Prompt:
In your copy, leave out the pictures and reproduce the listing below exactly.
====== Data provided ======
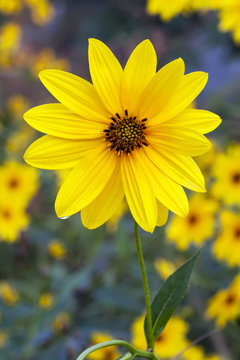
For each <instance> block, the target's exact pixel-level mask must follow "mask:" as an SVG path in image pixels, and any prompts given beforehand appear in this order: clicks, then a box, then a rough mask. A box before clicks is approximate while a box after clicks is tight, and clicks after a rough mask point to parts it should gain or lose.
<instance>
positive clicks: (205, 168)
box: [195, 139, 220, 175]
mask: <svg viewBox="0 0 240 360" xmlns="http://www.w3.org/2000/svg"><path fill="white" fill-rule="evenodd" d="M211 143H212V147H211V149H210V150H209V151H208V152H206V153H205V154H203V155H200V156H198V157H196V158H195V161H196V163H197V164H198V166H199V167H200V169H201V170H202V172H203V174H207V175H208V174H209V170H210V169H211V167H212V166H213V165H214V162H215V159H216V157H217V154H219V153H220V147H219V145H218V144H217V142H216V141H215V140H212V139H211Z"/></svg>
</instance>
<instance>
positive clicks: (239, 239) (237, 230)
mask: <svg viewBox="0 0 240 360" xmlns="http://www.w3.org/2000/svg"><path fill="white" fill-rule="evenodd" d="M234 237H235V239H236V240H238V241H239V240H240V227H237V228H236V229H235V230H234Z"/></svg>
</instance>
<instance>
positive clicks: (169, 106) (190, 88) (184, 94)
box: [148, 71, 208, 126]
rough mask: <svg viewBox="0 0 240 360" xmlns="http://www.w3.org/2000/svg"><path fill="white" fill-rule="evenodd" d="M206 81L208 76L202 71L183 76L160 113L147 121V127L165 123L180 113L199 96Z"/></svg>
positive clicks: (207, 78) (199, 71)
mask: <svg viewBox="0 0 240 360" xmlns="http://www.w3.org/2000/svg"><path fill="white" fill-rule="evenodd" d="M207 80H208V74H207V73H205V72H202V71H196V72H192V73H190V74H187V75H184V77H183V78H182V81H181V82H180V85H179V86H178V88H177V89H176V90H175V91H174V93H173V95H172V96H171V97H170V98H169V101H168V102H166V105H165V107H164V108H163V109H162V111H161V112H160V113H159V114H158V115H157V116H155V117H154V118H153V119H152V120H151V121H149V124H148V125H149V126H154V125H156V124H158V123H161V122H163V121H167V120H169V119H171V118H173V117H174V116H176V115H178V114H179V113H181V112H182V111H183V110H184V109H186V107H187V106H188V105H190V104H191V103H192V102H193V100H194V99H195V98H196V97H197V96H198V95H199V94H200V92H201V91H202V89H203V88H204V87H205V85H206V83H207Z"/></svg>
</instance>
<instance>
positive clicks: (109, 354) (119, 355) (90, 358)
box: [88, 331, 121, 360]
mask: <svg viewBox="0 0 240 360" xmlns="http://www.w3.org/2000/svg"><path fill="white" fill-rule="evenodd" d="M110 340H113V337H112V336H111V335H110V334H107V333H102V332H97V331H95V332H93V333H92V334H91V343H92V344H93V345H96V344H99V343H102V342H104V341H110ZM120 356H121V354H120V352H119V351H118V349H117V347H116V346H109V347H106V348H103V349H100V350H97V351H94V352H92V353H91V354H89V355H88V359H91V360H106V359H108V360H115V359H118V358H119V357H120Z"/></svg>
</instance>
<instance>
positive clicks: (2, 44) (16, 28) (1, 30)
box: [0, 21, 22, 67]
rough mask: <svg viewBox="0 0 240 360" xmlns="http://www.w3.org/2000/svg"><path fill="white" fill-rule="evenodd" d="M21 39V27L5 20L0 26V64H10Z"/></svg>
mask: <svg viewBox="0 0 240 360" xmlns="http://www.w3.org/2000/svg"><path fill="white" fill-rule="evenodd" d="M21 39H22V29H21V27H20V26H19V25H18V24H16V23H14V22H10V21H9V22H7V23H5V24H4V25H3V26H2V27H1V28H0V65H1V66H2V67H9V66H11V65H12V62H13V59H14V56H15V55H16V53H17V51H18V49H19V47H20V43H21Z"/></svg>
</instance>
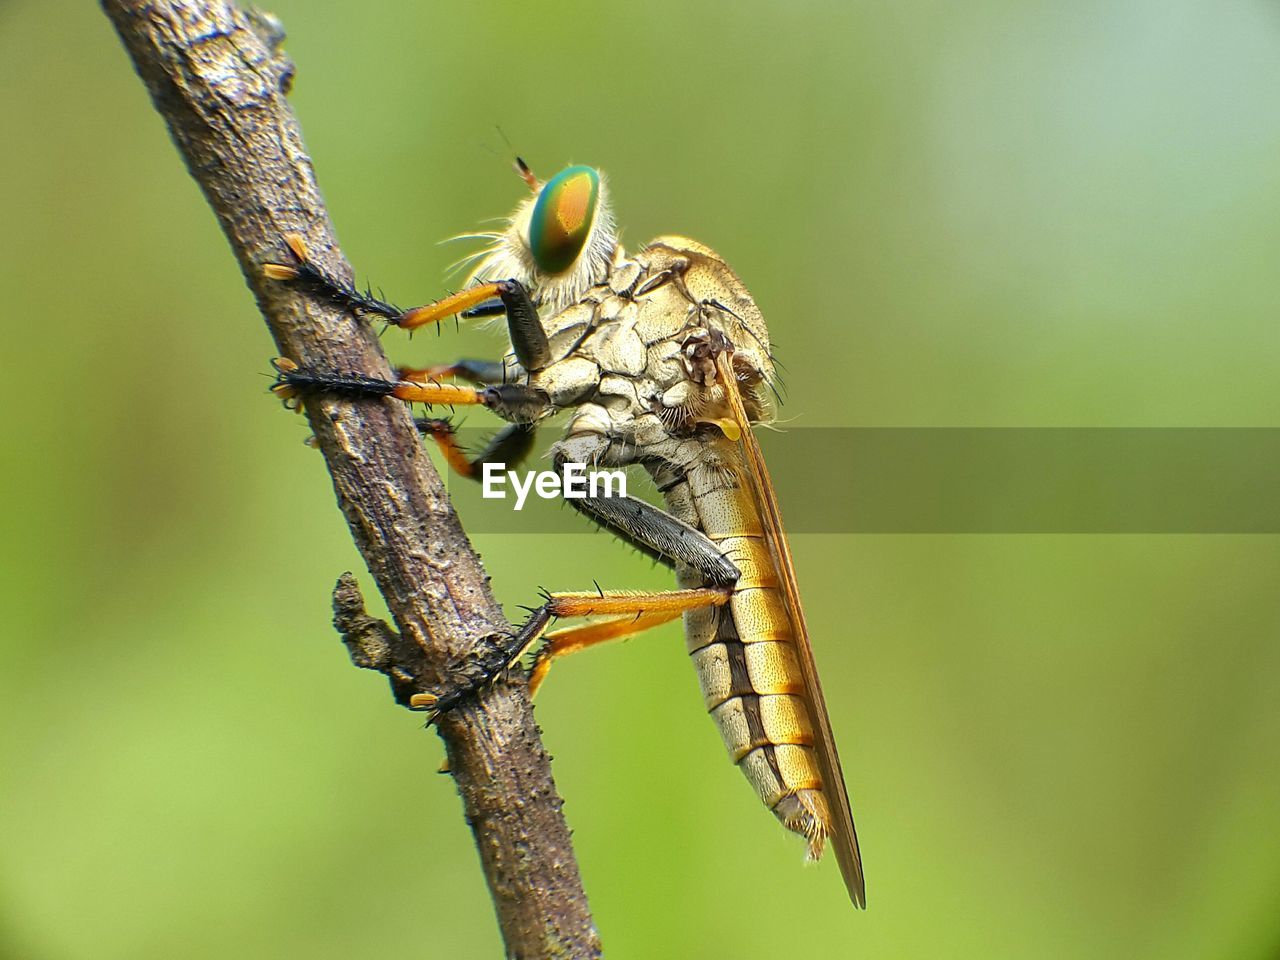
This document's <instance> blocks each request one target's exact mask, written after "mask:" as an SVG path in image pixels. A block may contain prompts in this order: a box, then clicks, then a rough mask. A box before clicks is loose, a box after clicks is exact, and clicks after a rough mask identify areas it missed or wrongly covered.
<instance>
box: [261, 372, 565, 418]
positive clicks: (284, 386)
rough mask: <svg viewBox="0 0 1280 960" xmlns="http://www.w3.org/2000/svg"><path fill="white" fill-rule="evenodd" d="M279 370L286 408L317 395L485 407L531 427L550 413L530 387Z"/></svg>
mask: <svg viewBox="0 0 1280 960" xmlns="http://www.w3.org/2000/svg"><path fill="white" fill-rule="evenodd" d="M274 364H275V370H276V374H278V376H276V380H275V384H274V385H273V387H271V393H274V394H275V396H276V397H279V398H282V399H284V401H287V402H288V401H305V399H306V397H307V396H315V394H321V396H335V397H348V398H352V399H362V398H376V397H396V398H398V399H402V401H407V402H408V403H428V404H438V406H448V407H465V406H483V407H488V408H489V410H492V411H494V412H495V413H498V416H502V417H504V419H506V420H511V421H515V422H532V421H534V420H538V419H539V417H540V416H541V415H543V413H544V412H545V411H547V408H548V401H547V394H545V393H543V392H541V390H539V389H536V388H532V387H527V385H525V384H516V383H504V384H495V385H493V387H484V388H479V389H477V388H475V387H462V385H460V384H452V383H417V381H416V380H384V379H381V378H379V376H366V375H364V374H317V372H314V371H311V370H305V369H302V367H300V366H298V365H297V364H294V362H293V361H292V360H288V358H283V357H282V358H279V360H276V361H275V362H274Z"/></svg>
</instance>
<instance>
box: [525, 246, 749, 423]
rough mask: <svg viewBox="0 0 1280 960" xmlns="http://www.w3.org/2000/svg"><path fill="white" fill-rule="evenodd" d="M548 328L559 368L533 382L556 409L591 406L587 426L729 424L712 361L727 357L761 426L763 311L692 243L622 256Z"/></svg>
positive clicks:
======
Finished exercise:
For each <instance> block, the target's exact pixel-level mask must follow "mask:" as an SVG path in image pixels, and any prompts given beforehand appear in this order: clicks, then a box, then a rough mask. A box before clicks is approximate while a box after clicks is tight, and clicks after a rough mask point to parts it should gain or lose.
<instance>
positive clicks: (205, 168)
box: [195, 139, 220, 175]
mask: <svg viewBox="0 0 240 360" xmlns="http://www.w3.org/2000/svg"><path fill="white" fill-rule="evenodd" d="M211 143H212V147H211V149H210V150H209V151H208V152H206V153H205V154H203V155H200V156H198V157H196V158H195V161H196V163H197V164H198V166H199V167H200V169H201V170H202V172H203V174H207V175H208V174H209V170H210V169H211V167H212V166H213V165H214V162H215V159H216V157H217V154H219V153H220V147H219V145H218V144H217V142H216V141H215V140H212V139H211Z"/></svg>
</instance>
<instance>
positive clicks: (239, 239) (237, 230)
mask: <svg viewBox="0 0 240 360" xmlns="http://www.w3.org/2000/svg"><path fill="white" fill-rule="evenodd" d="M234 237H235V239H236V240H238V241H239V240H240V227H237V228H236V229H235V230H234Z"/></svg>
</instance>
<instance>
positive clicks: (169, 106) (190, 88) (184, 94)
box: [148, 71, 208, 126]
rough mask: <svg viewBox="0 0 240 360" xmlns="http://www.w3.org/2000/svg"><path fill="white" fill-rule="evenodd" d="M206 81L208 76L202 71L183 76L160 113L147 121V127L165 123L180 113L199 96Z"/></svg>
positive clicks: (207, 78) (199, 71)
mask: <svg viewBox="0 0 240 360" xmlns="http://www.w3.org/2000/svg"><path fill="white" fill-rule="evenodd" d="M207 80H208V74H207V73H205V72H202V71H196V72H192V73H190V74H187V75H184V77H183V78H182V81H181V82H180V85H179V86H178V88H177V89H176V90H175V91H174V93H173V95H172V96H171V97H170V98H169V101H168V102H166V105H165V107H164V108H163V109H162V111H161V112H160V113H159V114H158V115H157V116H155V117H154V118H153V119H152V120H151V121H149V124H148V125H149V126H154V125H156V124H158V123H161V122H163V121H167V120H169V119H171V118H173V117H174V116H176V115H178V114H179V113H181V112H182V111H183V110H184V109H186V107H187V106H188V105H190V104H191V103H192V102H193V100H194V99H195V98H196V97H197V96H198V95H199V94H200V92H201V91H202V89H203V88H204V87H205V85H206V83H207Z"/></svg>
</instance>
<instance>
positive clicks: (109, 354) (119, 355) (90, 358)
box: [88, 331, 121, 360]
mask: <svg viewBox="0 0 240 360" xmlns="http://www.w3.org/2000/svg"><path fill="white" fill-rule="evenodd" d="M110 340H113V337H112V336H111V335H110V334H107V333H102V332H97V331H95V332H93V333H92V334H91V343H92V344H93V345H96V344H99V343H102V342H104V341H110ZM120 356H121V354H120V352H119V351H118V349H117V347H116V346H109V347H106V348H103V349H100V350H97V351H94V352H92V353H91V354H89V355H88V359H91V360H106V359H108V360H115V359H118V358H119V357H120Z"/></svg>
</instance>
<instance>
positive clicks: (2, 44) (16, 28) (1, 30)
box: [0, 21, 22, 67]
rough mask: <svg viewBox="0 0 240 360" xmlns="http://www.w3.org/2000/svg"><path fill="white" fill-rule="evenodd" d="M21 39V27L5 20L0 26V64H10Z"/></svg>
mask: <svg viewBox="0 0 240 360" xmlns="http://www.w3.org/2000/svg"><path fill="white" fill-rule="evenodd" d="M21 39H22V29H21V27H20V26H19V25H18V24H16V23H14V22H10V21H9V22H7V23H5V24H4V25H3V26H2V27H1V28H0V65H1V66H2V67H9V66H11V65H12V62H13V59H14V56H15V55H16V53H17V51H18V49H19V47H20V43H21Z"/></svg>
</instance>
This document's <instance> blocks each request one target's exact mask, written after "mask:" as an SVG path in image pixels. A block may contain prompts in this order: a box, then clicks, then a rough mask. A box before clicks is loose, a box after clicks is exact, and clicks after a rough mask identify areas it missed or wrongly covered.
<instance>
box: [261, 372, 565, 418]
positive clicks: (284, 386)
rough mask: <svg viewBox="0 0 1280 960" xmlns="http://www.w3.org/2000/svg"><path fill="white" fill-rule="evenodd" d="M279 370L286 408L317 395L485 407L531 427L550 413L530 387Z"/></svg>
mask: <svg viewBox="0 0 1280 960" xmlns="http://www.w3.org/2000/svg"><path fill="white" fill-rule="evenodd" d="M274 364H275V370H276V374H278V376H276V380H275V384H274V385H273V387H271V393H274V394H275V396H276V397H279V398H282V399H284V401H287V402H288V401H305V399H306V397H307V396H315V394H321V396H335V397H348V398H352V399H362V398H376V397H396V398H398V399H402V401H407V402H408V403H428V404H438V406H448V407H465V406H483V407H488V408H489V410H492V411H494V412H495V413H498V416H502V417H504V419H506V420H511V421H515V422H532V421H534V420H538V419H539V417H540V416H541V415H543V413H544V412H545V411H547V408H548V401H547V394H545V393H543V392H541V390H539V389H536V388H532V387H527V385H525V384H516V383H504V384H495V385H493V387H484V388H479V389H477V388H475V387H462V385H460V384H452V383H417V381H416V380H384V379H381V378H379V376H366V375H364V374H317V372H314V371H311V370H305V369H302V367H300V366H298V365H297V364H294V362H293V361H292V360H288V358H283V357H282V358H279V360H276V361H275V362H274Z"/></svg>
</instance>
<instance>
box: [525, 246, 749, 423]
rough mask: <svg viewBox="0 0 1280 960" xmlns="http://www.w3.org/2000/svg"><path fill="white" fill-rule="evenodd" d="M548 328L559 368L533 382L556 409L591 406L587 426L729 424L712 361L727 357L761 426L763 311L692 243L622 256Z"/></svg>
positive clicks:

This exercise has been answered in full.